Human Capital
- Correspondent
- 7 hours ago
- 2 min read
Economic surveys are not usually known for fretting about what people eat, how long they scroll or whether their children are glued to glowing screens. They are supposed to concern themselves with sterner fare like GDP growth, fiscal arithmetic, productivity trends and export projections. That is precisely why the Economic Survey 2025–26 deserves attention. In a striking departure, it treats junk food, obesity and excessive screen time not as lifestyle peccadilloes but as matters of macroeconomic consequence.
At his briefing ahead of the budget session, India’s chief economic adviser, V. Anantha Nageswaran startled many by straying from the familiar language of output gaps and capital formation. Instead, he spoke of ultra-processed foods, social media addiction and declining physical activity among adolescents and working-age adults. The surprise lay not in the diagnosis but in their placement within the country’s premier economic document. The blunt message was that a demographic dividend cannot be banked if the workforce is unwell in body and mind.

Data for analysis:
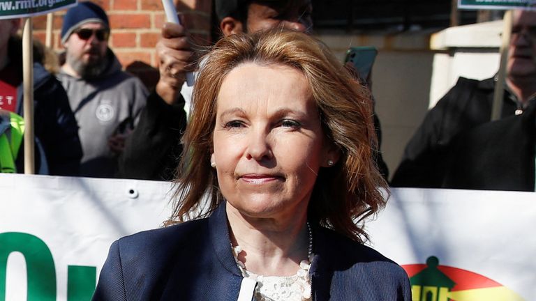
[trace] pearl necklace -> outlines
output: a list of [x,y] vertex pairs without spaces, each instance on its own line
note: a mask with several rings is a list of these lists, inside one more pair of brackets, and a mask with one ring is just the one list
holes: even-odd
[[[239,254],[243,251],[242,248],[239,245],[233,247],[231,243],[231,249],[234,261],[242,276],[246,278],[252,278],[257,281],[258,285],[255,289],[256,300],[290,300],[291,297],[293,297],[294,300],[311,300],[309,268],[311,267],[311,262],[313,260],[313,233],[308,222],[307,222],[307,232],[308,238],[307,259],[300,261],[299,269],[296,272],[296,275],[290,277],[268,277],[258,275],[249,272],[246,268],[246,265],[238,259]],[[267,285],[264,286],[263,284]]]

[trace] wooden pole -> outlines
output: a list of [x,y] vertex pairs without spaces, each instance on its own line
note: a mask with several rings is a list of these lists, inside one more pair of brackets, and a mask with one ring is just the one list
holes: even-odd
[[456,26],[459,24],[458,0],[452,0],[450,3],[450,26]]
[[34,138],[34,40],[31,17],[24,19],[22,31],[22,72],[24,116],[24,173],[36,173]]
[[47,14],[47,35],[45,38],[45,46],[52,48],[52,26],[54,26],[54,13]]
[[505,79],[506,78],[506,64],[508,61],[508,45],[512,34],[512,10],[507,10],[502,19],[502,41],[500,44],[500,63],[499,72],[497,73],[497,81],[495,83],[493,94],[493,106],[491,109],[491,120],[500,119],[502,112],[502,98],[505,94]]

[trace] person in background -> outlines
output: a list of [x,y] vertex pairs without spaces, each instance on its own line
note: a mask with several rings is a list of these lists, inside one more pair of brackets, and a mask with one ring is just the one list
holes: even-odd
[[93,300],[410,301],[355,223],[385,204],[368,90],[296,31],[231,35],[205,58],[179,224],[114,242]]
[[109,36],[108,17],[96,4],[80,2],[66,13],[61,27],[66,61],[59,77],[80,126],[83,176],[115,176],[125,137],[148,94],[137,77],[121,70],[108,47]]
[[441,187],[534,192],[536,102],[456,137]]
[[[502,118],[523,114],[535,98],[535,11],[514,11],[507,72]],[[442,186],[453,139],[490,121],[496,82],[496,77],[480,82],[458,79],[410,140],[392,186]]]
[[[213,4],[215,26],[221,36],[272,28],[310,33],[313,29],[311,0],[216,0]],[[186,126],[184,108],[189,111],[191,105],[191,87],[184,84],[186,73],[191,71],[195,56],[187,29],[171,23],[162,29],[156,46],[160,79],[147,100],[135,134],[126,142],[119,162],[120,177],[171,180],[174,176],[182,152],[180,139]],[[380,136],[375,114],[375,125]],[[381,153],[375,151],[373,155],[387,178],[389,171]],[[149,156],[151,160],[146,160]]]
[[[17,35],[20,19],[0,20],[0,109],[24,116],[22,43]],[[77,176],[82,147],[78,126],[59,82],[41,64],[42,51],[34,50],[34,124],[36,171]],[[22,153],[22,150],[19,151]],[[24,171],[18,156],[17,172]]]

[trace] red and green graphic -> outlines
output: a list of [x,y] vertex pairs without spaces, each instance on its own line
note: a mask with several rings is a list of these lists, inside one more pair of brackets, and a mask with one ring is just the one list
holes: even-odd
[[430,256],[426,264],[405,265],[412,301],[524,301],[518,294],[481,275],[447,265]]

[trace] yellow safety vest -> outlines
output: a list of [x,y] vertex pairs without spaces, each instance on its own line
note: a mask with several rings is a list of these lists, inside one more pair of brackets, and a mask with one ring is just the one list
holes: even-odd
[[17,172],[15,162],[24,132],[24,118],[0,109],[0,173]]

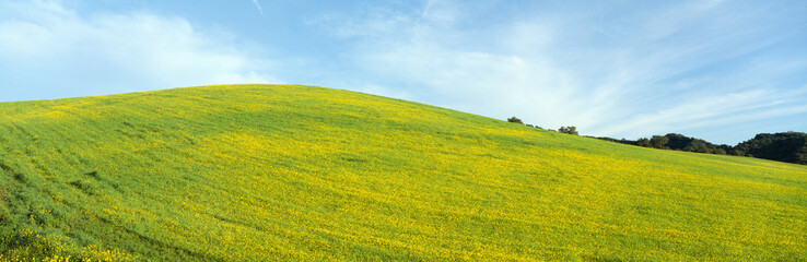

Problem to work on:
Reproduce verbatim the passage of the Economic Survey article from "Human Capital" to "of macroeconomic consequence.".

Answer space:
Human Capital
- Correspondent
- 7 hours ago
- 2 min read
Economic surveys are not usually known for fretting about what people eat, how long they scroll or whether their children are glued to glowing screens. They are supposed to concern themselves with sterner fare like GDP growth, fiscal arithmetic, productivity trends and export projections. That is precisely why the Economic Survey 2025–26 deserves attention. In a striking departure, it treats junk food, obesity and excessive screen time not as lifestyle peccadilloes but as matters of macroeconomic consequence.